Copy out every one of the entries below word for word, omitting the pictures from your answer.

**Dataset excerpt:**
start

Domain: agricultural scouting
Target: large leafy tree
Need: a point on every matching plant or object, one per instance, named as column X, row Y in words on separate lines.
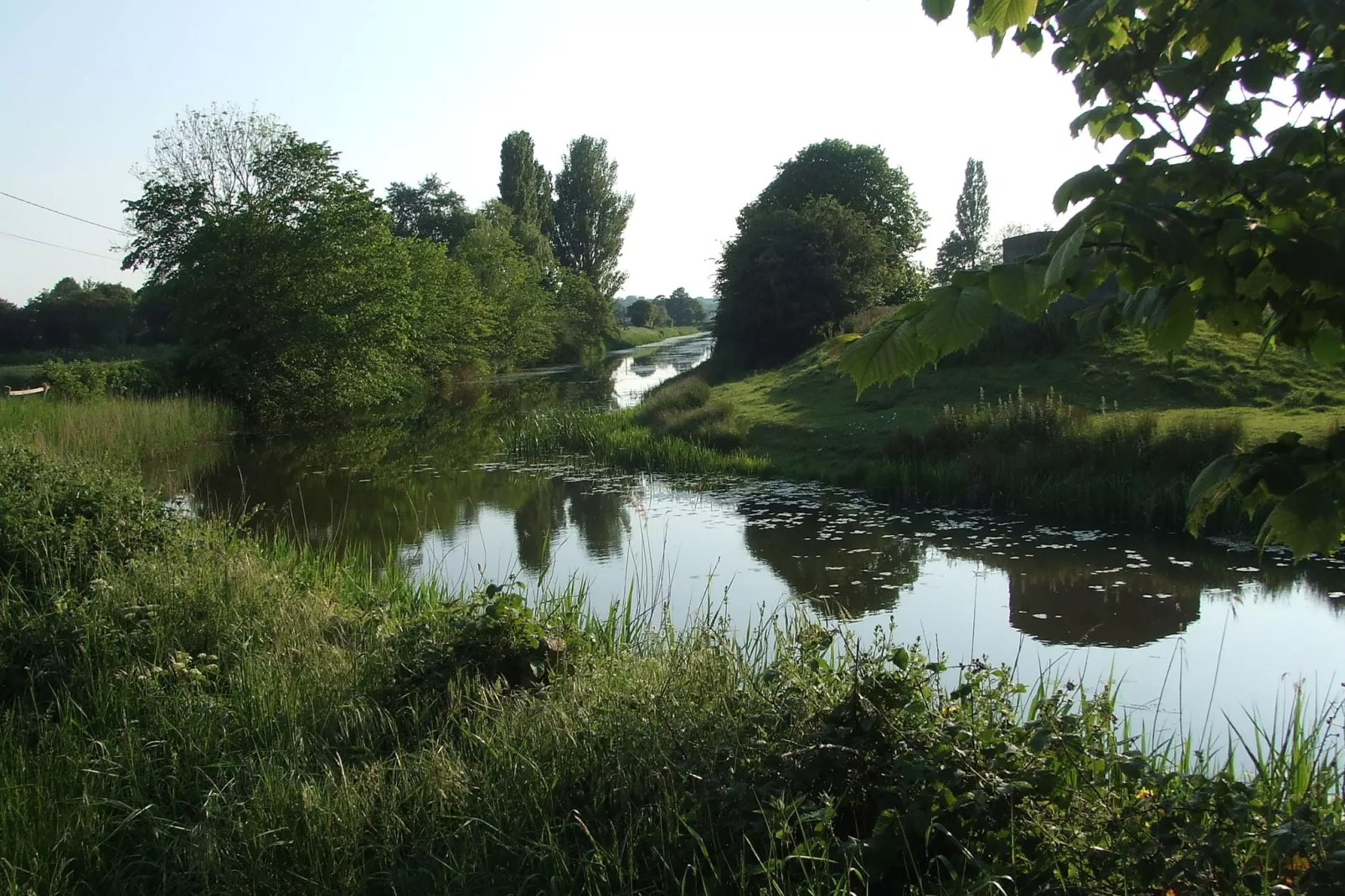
column 590, row 215
column 792, row 272
column 526, row 191
column 683, row 310
column 860, row 178
column 967, row 246
column 1227, row 203
column 75, row 315
column 430, row 210
column 519, row 312
column 293, row 296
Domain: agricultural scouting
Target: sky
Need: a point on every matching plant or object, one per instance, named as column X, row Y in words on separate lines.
column 699, row 101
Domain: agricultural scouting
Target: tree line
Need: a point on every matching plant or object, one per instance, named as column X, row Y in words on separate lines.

end

**Solution below:**
Domain: agricultural scouting
Target: large leafy tree
Need: a point on every matching plant or object, one per instance, named as column X, row Y in words on separate lines.
column 590, row 215
column 792, row 272
column 526, row 191
column 683, row 310
column 860, row 178
column 967, row 246
column 1227, row 203
column 75, row 315
column 430, row 210
column 519, row 312
column 293, row 296
Domain: agricultural scouting
Target: sky
Need: a point on every matching plant or object, one per instance, named as column X, row Y in words on separate lines.
column 699, row 101
Domain: agricultural scouting
Target: tree line
Need: a point on every matching plant or object, one per instance, named as column X, row Y in words on separate lines.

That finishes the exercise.